### Exercise 1:
Answer these questions from the collard pesto post:
(a) What kept the area farms from getting a basil crop this year?
(b) Which green did the writer use to make pesto today?
(c) How long does the post say the pesto keeps in the refrigerator?
### Exercise 2:
Pick up the collard pesto post after its last sentence and keep writing.

### Excerpt to read:
This year almost all the farms in the area had a growing problem with basil, there was a weird bacteria, or something like that that made the basil look horrible and not grow. Basically no one got a basil crop, (every year something fails). That means no one has basil pesto.
Honestly, that is fine with me. I’m not a huge basil fan in anything other than using a few leaves on a pizza.
I do love pesto and make pesto out of just about any green, kale, chard, parsley, and today I used some collards. If you are bummed over the lack of basil for pesto this year, maybe try this recipe.
Here is a very simple recipe. You can substitute any green you have for the collards if you like. You can freeze this or keep it in the refrigerator for a week or so.

Natural language descriptions of regions
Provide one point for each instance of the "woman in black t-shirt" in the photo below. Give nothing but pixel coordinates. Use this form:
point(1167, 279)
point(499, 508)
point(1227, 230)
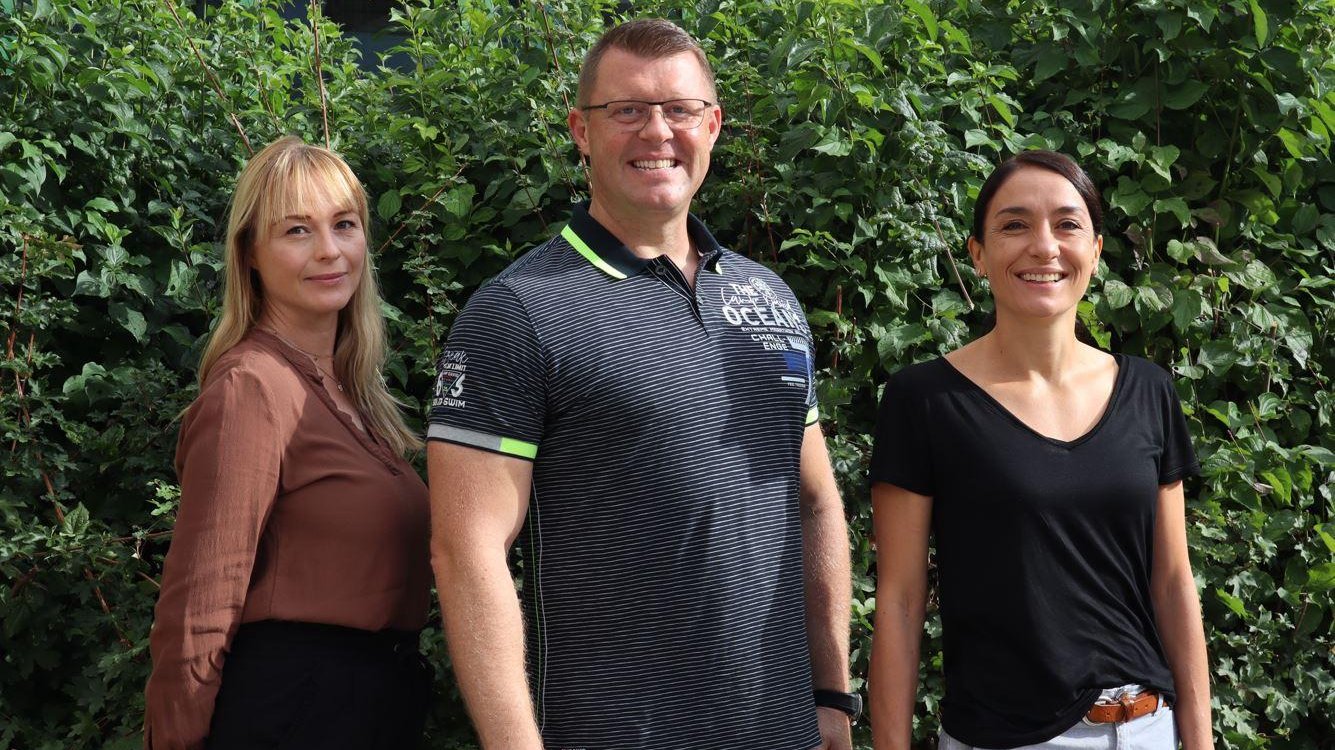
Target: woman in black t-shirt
point(1049, 474)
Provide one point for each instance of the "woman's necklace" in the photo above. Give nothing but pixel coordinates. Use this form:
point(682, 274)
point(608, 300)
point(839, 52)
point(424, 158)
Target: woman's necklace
point(315, 358)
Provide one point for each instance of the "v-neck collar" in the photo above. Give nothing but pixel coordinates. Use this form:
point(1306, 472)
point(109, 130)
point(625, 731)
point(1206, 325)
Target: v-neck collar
point(1023, 426)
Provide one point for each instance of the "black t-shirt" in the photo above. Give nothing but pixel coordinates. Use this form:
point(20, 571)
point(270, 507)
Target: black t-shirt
point(1044, 547)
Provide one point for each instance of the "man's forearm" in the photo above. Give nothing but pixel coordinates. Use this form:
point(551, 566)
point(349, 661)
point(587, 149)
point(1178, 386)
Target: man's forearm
point(827, 578)
point(483, 629)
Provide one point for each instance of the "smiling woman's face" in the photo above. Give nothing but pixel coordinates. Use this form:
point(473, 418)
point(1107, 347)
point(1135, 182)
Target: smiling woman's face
point(310, 262)
point(1039, 248)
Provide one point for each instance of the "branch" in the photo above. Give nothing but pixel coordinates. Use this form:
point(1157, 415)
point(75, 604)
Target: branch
point(319, 68)
point(953, 267)
point(212, 79)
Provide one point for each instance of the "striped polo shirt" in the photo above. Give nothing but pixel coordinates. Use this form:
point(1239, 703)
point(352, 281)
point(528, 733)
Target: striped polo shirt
point(662, 549)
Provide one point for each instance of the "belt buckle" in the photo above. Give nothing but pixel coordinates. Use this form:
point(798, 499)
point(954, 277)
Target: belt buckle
point(1122, 701)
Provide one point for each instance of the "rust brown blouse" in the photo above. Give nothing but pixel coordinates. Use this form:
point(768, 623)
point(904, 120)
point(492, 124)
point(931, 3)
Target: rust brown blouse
point(287, 511)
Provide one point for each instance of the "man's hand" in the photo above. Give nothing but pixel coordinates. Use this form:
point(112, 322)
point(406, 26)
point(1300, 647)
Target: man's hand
point(836, 729)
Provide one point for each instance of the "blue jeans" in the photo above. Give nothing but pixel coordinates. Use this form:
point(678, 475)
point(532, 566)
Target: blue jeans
point(1152, 731)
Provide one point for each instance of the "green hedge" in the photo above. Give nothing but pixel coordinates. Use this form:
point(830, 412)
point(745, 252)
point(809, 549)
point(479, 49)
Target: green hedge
point(856, 135)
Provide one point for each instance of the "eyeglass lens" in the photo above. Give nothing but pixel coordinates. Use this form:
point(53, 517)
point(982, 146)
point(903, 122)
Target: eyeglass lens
point(681, 114)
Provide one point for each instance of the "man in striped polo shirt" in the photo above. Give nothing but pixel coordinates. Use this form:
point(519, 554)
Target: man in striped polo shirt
point(633, 405)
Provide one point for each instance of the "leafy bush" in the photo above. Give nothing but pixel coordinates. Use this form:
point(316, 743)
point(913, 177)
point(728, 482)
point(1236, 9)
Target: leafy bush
point(856, 138)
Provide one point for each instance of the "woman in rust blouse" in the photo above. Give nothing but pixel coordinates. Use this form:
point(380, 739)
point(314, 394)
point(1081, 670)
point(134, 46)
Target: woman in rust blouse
point(298, 577)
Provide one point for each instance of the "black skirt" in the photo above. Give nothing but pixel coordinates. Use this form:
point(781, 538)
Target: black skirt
point(297, 685)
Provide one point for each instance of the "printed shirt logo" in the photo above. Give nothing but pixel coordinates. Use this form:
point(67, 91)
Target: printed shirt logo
point(449, 379)
point(754, 306)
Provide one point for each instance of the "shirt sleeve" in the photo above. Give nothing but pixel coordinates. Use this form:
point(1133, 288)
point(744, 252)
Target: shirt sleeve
point(227, 459)
point(1178, 459)
point(900, 450)
point(491, 385)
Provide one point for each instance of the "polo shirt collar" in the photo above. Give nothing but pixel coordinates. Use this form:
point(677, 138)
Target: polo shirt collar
point(609, 255)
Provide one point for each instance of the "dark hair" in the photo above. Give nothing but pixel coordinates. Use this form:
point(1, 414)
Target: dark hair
point(1049, 160)
point(645, 38)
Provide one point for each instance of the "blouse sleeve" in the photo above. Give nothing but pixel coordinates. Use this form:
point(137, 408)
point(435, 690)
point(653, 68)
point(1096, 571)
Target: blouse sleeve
point(1178, 458)
point(227, 459)
point(900, 450)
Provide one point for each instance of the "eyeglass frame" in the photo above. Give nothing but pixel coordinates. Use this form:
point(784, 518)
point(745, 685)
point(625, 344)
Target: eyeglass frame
point(652, 104)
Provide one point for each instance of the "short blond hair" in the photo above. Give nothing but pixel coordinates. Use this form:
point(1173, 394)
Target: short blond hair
point(286, 178)
point(652, 39)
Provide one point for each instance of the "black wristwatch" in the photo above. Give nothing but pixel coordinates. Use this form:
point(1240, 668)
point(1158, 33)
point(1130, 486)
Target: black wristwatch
point(848, 702)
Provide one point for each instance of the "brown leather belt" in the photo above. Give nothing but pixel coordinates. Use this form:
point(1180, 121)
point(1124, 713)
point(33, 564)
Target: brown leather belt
point(1124, 709)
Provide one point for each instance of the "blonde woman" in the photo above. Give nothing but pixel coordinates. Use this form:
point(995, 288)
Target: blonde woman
point(298, 575)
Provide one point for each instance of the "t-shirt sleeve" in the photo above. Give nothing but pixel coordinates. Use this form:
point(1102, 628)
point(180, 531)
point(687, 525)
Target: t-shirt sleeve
point(1178, 458)
point(490, 383)
point(900, 450)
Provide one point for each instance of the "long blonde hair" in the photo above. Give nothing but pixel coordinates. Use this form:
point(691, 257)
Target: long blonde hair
point(274, 183)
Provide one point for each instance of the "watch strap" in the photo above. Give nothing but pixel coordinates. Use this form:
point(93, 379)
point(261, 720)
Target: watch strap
point(848, 702)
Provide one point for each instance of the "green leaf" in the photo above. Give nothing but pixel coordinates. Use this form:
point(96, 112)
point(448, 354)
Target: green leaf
point(1128, 198)
point(131, 319)
point(1231, 602)
point(1170, 26)
point(1218, 356)
point(1118, 294)
point(1187, 306)
point(1322, 577)
point(977, 138)
point(1003, 108)
point(925, 14)
point(458, 200)
point(1152, 298)
point(1280, 482)
point(1051, 60)
point(1292, 143)
point(1184, 94)
point(76, 521)
point(833, 144)
point(1175, 206)
point(1162, 158)
point(1179, 251)
point(1208, 252)
point(899, 338)
point(1203, 14)
point(1323, 457)
point(1304, 219)
point(1255, 275)
point(389, 204)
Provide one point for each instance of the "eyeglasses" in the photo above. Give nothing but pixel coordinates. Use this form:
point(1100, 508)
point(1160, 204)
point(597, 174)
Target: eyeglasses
point(680, 114)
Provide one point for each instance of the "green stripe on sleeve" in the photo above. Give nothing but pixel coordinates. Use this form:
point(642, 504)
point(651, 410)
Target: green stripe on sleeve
point(518, 447)
point(483, 441)
point(589, 254)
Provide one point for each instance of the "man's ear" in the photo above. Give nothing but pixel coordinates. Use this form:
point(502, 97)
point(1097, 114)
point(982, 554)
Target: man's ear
point(714, 122)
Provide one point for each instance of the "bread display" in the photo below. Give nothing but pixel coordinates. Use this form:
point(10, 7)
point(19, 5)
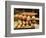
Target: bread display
point(26, 20)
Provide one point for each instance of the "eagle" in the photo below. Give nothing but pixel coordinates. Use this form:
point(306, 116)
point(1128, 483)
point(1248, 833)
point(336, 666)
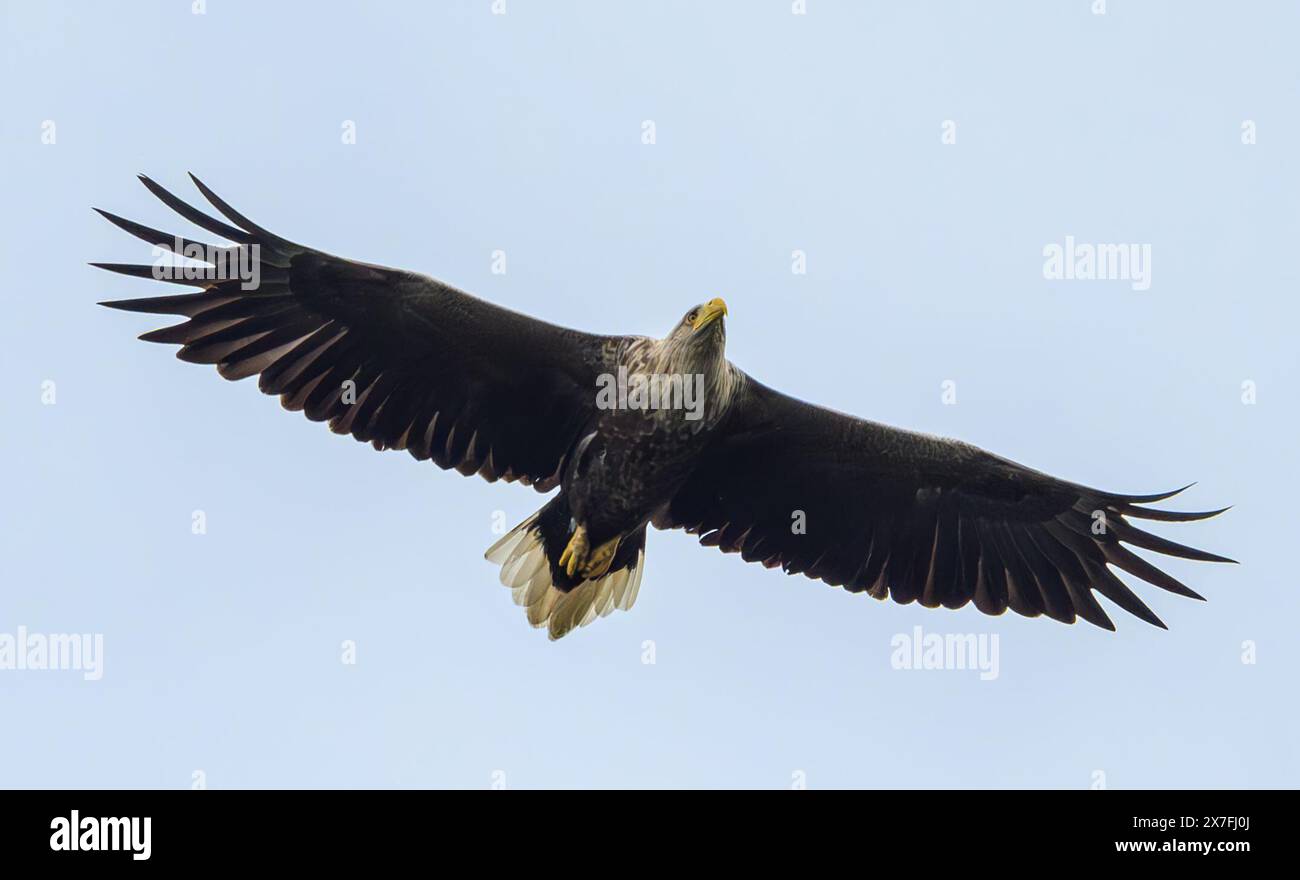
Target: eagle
point(636, 430)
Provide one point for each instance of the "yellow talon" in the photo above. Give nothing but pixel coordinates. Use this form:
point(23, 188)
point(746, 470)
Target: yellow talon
point(598, 562)
point(575, 551)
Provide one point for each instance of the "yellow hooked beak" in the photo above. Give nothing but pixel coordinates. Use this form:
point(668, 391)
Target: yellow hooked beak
point(709, 312)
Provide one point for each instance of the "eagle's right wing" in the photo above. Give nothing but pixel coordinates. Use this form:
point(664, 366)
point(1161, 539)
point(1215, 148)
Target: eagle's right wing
point(385, 355)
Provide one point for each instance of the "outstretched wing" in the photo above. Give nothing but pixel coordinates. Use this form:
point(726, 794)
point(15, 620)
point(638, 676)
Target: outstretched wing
point(388, 356)
point(915, 517)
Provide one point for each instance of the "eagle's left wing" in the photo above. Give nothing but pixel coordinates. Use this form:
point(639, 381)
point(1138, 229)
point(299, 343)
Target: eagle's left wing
point(915, 517)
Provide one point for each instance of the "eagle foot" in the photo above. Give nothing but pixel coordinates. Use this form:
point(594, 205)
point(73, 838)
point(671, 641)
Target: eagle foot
point(579, 558)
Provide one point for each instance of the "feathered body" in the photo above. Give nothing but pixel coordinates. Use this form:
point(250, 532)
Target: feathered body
point(404, 362)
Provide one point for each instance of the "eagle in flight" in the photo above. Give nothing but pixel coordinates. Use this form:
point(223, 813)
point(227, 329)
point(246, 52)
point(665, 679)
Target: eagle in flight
point(404, 362)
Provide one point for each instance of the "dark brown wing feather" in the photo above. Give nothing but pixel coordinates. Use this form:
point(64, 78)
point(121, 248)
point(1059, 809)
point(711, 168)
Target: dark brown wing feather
point(915, 517)
point(389, 356)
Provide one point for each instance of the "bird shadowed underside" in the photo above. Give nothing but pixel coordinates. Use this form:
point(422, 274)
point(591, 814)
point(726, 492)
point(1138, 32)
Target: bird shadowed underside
point(404, 362)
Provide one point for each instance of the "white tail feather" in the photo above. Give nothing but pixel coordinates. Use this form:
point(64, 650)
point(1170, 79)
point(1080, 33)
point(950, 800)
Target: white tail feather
point(528, 575)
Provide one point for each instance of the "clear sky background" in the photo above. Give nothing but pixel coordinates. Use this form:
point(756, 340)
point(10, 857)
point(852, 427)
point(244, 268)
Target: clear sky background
point(774, 133)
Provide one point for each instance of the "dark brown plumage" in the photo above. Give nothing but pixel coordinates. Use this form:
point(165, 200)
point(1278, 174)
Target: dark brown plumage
point(408, 363)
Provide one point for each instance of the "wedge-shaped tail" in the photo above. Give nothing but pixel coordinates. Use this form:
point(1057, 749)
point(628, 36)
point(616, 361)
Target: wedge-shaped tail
point(529, 566)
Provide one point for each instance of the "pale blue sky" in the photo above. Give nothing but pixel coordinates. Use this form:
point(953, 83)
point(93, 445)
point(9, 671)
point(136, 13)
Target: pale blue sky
point(774, 133)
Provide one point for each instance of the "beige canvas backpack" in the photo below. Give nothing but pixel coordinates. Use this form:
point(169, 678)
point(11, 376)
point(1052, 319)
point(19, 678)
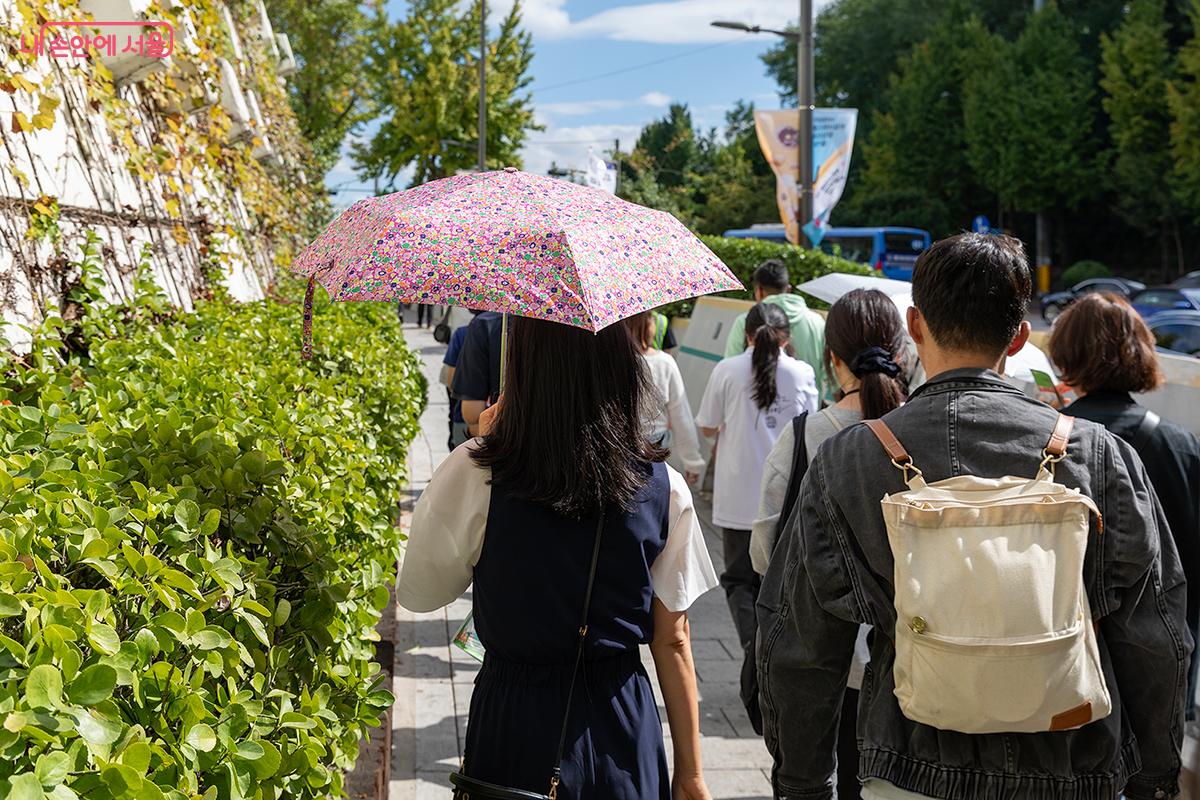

### Answer 1:
(a) A weird bacteria, or something like it, made the basil look horrible and not grow.
(b) Collards.
(c) A week or so.

### Answer 2:
Collards and Toasted Pecan Pesto
½ small bunch collard greens, center ribs and stems removed
Kosher salt
½ cup olive oil
1 garlic clove
¼ cup toasted pecans
¼ cup grated Parmesan cheese
2 tablespoons apple cider vinegar
¼ teaspoon crushed red pepper flakes
Freshly ground black pepper
Cook collard greens in a medium pot of boiling salted water until tender, about 2 minutes. Drain, let cool.
Blend greens, oil, garlic clove, pecans, vinegar, Parmesan, and red pepper flakes in a food processor until a coarse purée forms; season with salt and pepper and enjoy on pasta, or vegetables or bread.